### EXERCISE AIM
Your answer should consist of all lines in the listing that hold the word "rough".

+ + + +

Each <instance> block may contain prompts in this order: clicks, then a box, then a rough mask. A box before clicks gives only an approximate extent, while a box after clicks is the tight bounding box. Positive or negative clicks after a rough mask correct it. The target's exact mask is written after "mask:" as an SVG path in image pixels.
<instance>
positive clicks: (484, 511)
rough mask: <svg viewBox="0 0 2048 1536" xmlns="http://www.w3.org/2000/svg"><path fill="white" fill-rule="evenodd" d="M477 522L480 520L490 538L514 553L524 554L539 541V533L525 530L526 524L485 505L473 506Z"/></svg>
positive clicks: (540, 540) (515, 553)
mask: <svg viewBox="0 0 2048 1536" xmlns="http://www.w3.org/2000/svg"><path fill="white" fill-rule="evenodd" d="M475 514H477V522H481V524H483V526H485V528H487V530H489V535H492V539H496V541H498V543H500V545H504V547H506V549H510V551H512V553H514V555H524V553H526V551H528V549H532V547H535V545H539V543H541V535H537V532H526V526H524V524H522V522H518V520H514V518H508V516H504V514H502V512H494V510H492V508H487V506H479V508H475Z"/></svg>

+ + + +

### RESPONSE
Each <instance> block may contain prompts in this order: clicks, then a box, then a rough mask. A box before clicks gives only an approximate extent, while a box after clicks is the tight bounding box. Positive or negative clicks after a rough mask correct it. The target's exact mask is written after "mask:" as an SVG path in image pixels.
rough mask: <svg viewBox="0 0 2048 1536" xmlns="http://www.w3.org/2000/svg"><path fill="white" fill-rule="evenodd" d="M477 522L480 520L490 538L514 553L524 554L539 541V533L525 530L526 524L485 505L473 506Z"/></svg>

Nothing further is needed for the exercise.